• [Énoncé du problème]:
Répondez à ces questions d'après le texte source :
1. Quel institut est partisan des dispersants ?
2. Outre l'industrie touristique, qui sont les premières victimes du sinistre ?
3. Sur combien d'années s'étale le programme de recherches coordonné par le CNEXO ?

• [Texte source]:
....

Aucun de ces produits n'est une panacée. L'emploi de chacun d'eux présente des avantages et des dangers, sur lesquels il existe des divergences entre spécialistes, notamment entre ceux de l'Institut français du pétrole, partisan des dispersants, et l'Institut scientifique et technique des pêches maritimes, qui les condamne.

Dans l'immédiat, les premières victimes du sinistre (outre l'industrie touristique) sont les pêcheurs, les ostréiculteurs et les goémoniers. Les cadavres des oiseaux et des poissons mazoutés jonchent la côte par milliers.

Les effets à plus long terme sont moins connus. La faune et la flore très riches de cette région de la Manche sont durement touchées : on ne sait pas combien d'années seront nécessaires pour les reconstituer, ni si on n'assistera pas à une dérive écologique modifiant définitivement l'équilibre des espèces. Une demi-douzaine d'instituts scientifiques coordonnés par le CNEXO ont établi un programme de recherches étalé sur trois ans. Il comporte une étude de l'activité des bactéries dans la dégradation du pétrole, et des essais actifs de restauration écologique : implantation d'huîtres, recolonisation par certaines espèces d'algues et de poissons.

....

• [Extraits de données]:
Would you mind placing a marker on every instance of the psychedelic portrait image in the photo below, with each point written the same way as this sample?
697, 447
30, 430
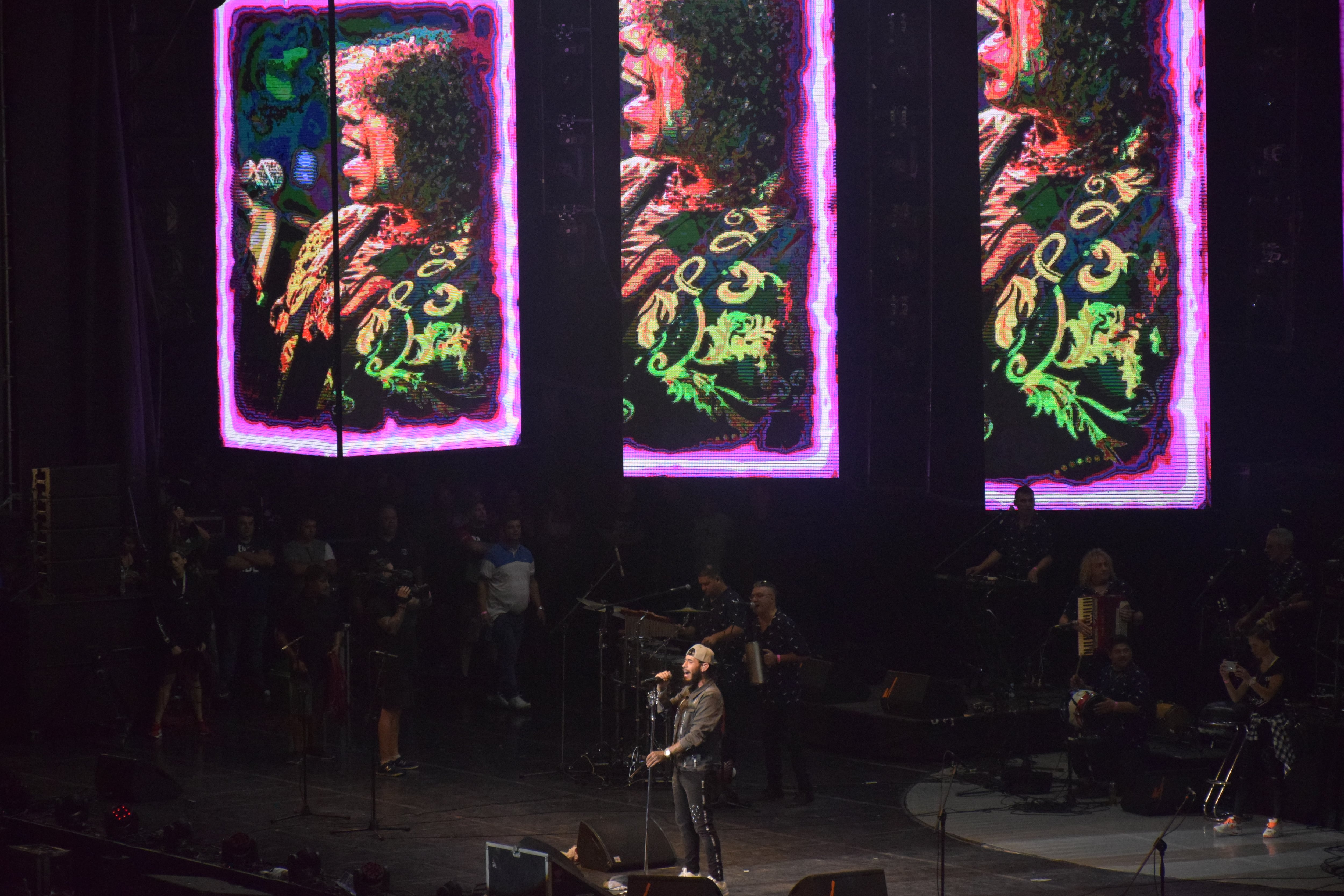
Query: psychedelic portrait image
1093, 253
729, 238
427, 316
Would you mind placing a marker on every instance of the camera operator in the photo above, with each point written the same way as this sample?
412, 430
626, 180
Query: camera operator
394, 605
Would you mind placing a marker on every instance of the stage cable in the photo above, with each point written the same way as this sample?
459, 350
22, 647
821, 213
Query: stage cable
338, 398
11, 486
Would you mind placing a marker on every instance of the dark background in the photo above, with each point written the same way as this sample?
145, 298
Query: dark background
111, 159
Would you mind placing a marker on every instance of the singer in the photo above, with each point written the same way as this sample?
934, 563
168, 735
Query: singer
695, 755
394, 612
420, 327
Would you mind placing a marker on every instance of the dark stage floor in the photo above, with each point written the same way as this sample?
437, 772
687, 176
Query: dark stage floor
472, 789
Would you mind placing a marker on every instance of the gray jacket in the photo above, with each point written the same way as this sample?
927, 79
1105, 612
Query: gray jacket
698, 729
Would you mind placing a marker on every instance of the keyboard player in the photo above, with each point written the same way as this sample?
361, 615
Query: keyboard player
1097, 584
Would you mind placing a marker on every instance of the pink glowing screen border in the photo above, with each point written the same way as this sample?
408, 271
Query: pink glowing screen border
816, 159
1179, 477
503, 429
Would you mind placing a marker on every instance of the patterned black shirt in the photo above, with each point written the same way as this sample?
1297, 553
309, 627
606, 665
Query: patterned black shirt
1285, 581
1125, 687
1022, 549
784, 680
1116, 589
729, 609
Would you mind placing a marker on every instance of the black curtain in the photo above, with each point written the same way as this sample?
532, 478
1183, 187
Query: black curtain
84, 346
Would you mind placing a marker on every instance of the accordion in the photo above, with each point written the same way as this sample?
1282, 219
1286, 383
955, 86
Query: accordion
1103, 613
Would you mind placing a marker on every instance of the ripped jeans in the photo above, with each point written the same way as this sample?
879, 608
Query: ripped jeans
695, 819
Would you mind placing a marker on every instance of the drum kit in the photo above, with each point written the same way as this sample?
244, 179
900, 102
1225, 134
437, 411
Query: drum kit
635, 645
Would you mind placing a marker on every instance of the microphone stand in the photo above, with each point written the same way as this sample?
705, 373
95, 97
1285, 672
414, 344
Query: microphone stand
976, 535
306, 745
565, 670
377, 679
1160, 848
648, 792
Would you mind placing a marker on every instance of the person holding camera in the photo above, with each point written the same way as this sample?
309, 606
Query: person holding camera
697, 757
393, 606
506, 590
1268, 754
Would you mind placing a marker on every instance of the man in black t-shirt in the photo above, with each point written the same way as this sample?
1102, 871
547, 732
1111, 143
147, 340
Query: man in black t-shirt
783, 652
1121, 716
245, 569
722, 629
393, 612
310, 633
1023, 543
390, 546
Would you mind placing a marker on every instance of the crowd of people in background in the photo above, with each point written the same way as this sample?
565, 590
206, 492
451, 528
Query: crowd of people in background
447, 585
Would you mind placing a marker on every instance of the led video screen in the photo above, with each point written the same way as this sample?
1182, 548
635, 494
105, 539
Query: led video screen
729, 238
1093, 253
427, 231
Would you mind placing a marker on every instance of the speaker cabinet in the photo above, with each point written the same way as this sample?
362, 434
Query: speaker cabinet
619, 845
914, 696
134, 781
870, 882
670, 886
515, 871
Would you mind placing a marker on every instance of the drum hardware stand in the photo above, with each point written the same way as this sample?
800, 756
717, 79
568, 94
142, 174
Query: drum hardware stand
943, 835
976, 535
377, 679
604, 619
1160, 848
648, 792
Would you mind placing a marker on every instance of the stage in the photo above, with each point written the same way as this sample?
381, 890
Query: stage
479, 784
1103, 836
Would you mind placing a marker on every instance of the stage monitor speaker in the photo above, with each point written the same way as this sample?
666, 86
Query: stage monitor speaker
78, 481
1022, 782
517, 871
671, 886
870, 882
617, 845
1160, 793
814, 675
566, 878
908, 694
134, 781
193, 886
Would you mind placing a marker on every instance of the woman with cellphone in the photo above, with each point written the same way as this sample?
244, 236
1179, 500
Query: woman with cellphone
1268, 751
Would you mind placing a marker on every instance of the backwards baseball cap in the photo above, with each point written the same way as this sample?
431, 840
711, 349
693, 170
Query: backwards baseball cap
701, 654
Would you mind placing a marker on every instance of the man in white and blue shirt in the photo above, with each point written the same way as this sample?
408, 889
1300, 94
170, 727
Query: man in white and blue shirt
507, 588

....

• [Exercice corrigé]:
1. L'Institut français du pétrole.
2. Les pêcheurs, les ostréiculteurs et les goémoniers.
3. Sur trois ans.